• GOAL 1: According to the passage on Bristol Bay sport fishing, where do the sport fishermen who fly to the Nushagak take off from?
• GOAL 2: Reproduce the stretch of the listing from the line containing "For every instance of the bokeh" through the end of the listing, substituting "center" for "middle" and leaving everything else unchanged.

• TEXT BLOCK:

In the controlled chaos of Bristol Bay’s commercial and subsistence fishing, it can be easy to lose track of the third group the salmon get to: sport fishermen. They come from all over to fish with guides at camps and lodges along Southeast Alaska Rivers. Those guides are just part of the infrastructure that keeps sport fishing going.
Toman’s King Camp sits on the bank of the Nushagak river.
The best stretch of river for sport fishermen is a boat or plane ride away from Dillingham. For those who fly, they leave from Shannon’s Pond in Dillingham and fly twenty minutes over Bristol Bay and tundra to land on the Nushagak.
Andi Hakanson runs the administrative side of Toman’s. She said the float planes present some challenges.
“I think we can fit 800 pounds on that plane, not including the pilot,” Hakanson said. “And then their bigger plane, the Beaver, is I think 1,500 pounds. But that goes fast. If you have four large guys and then they have bags and they also have a 50-pound fish box each it goes real quick.”

• ROWS:

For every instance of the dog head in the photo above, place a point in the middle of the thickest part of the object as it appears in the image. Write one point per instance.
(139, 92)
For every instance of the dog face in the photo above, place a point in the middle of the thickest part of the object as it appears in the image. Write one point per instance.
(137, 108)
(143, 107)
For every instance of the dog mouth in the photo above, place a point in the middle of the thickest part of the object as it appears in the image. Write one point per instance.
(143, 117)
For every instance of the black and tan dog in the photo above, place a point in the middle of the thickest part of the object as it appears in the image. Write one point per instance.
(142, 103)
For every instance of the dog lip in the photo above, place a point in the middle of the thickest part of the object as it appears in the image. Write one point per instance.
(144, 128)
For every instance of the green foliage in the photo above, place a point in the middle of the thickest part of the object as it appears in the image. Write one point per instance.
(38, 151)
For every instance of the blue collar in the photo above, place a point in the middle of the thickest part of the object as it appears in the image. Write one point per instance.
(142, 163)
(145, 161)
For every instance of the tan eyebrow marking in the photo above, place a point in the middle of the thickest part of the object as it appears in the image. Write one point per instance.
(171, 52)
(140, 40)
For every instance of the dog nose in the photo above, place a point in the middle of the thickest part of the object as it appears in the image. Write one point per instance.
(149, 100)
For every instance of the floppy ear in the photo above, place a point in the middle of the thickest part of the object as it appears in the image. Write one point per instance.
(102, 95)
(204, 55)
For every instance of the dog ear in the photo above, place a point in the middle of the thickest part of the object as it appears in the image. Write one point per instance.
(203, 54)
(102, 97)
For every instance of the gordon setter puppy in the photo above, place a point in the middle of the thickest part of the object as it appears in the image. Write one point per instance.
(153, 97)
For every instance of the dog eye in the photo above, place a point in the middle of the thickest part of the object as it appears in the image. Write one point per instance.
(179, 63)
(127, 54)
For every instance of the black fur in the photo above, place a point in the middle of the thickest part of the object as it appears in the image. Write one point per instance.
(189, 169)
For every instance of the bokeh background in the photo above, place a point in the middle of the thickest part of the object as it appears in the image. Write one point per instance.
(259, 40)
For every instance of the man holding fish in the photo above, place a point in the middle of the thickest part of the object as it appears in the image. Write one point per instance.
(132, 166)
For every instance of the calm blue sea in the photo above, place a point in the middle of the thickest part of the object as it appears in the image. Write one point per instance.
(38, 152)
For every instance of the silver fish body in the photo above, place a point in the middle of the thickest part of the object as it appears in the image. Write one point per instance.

• EXERCISE OUTPUT 1: They leave from Shannon’s Pond in Dillingham.

• EXERCISE OUTPUT 2:
For every instance of the bokeh background in the photo above, place a point in the center of the thickest part of the object as it appears in the image. Write one point per instance.
(259, 40)
For every instance of the man holding fish in the photo above, place a point in the center of the thickest part of the object as it appears in the image. Write one point per instance.
(132, 166)
For every instance of the calm blue sea in the photo above, place a point in the center of the thickest part of the object as it appears in the image. Write one point per instance.
(38, 152)
For every instance of the silver fish body in the photo above, place a point in the center of the thickest part of the object as it appears in the image. Write one point per instance.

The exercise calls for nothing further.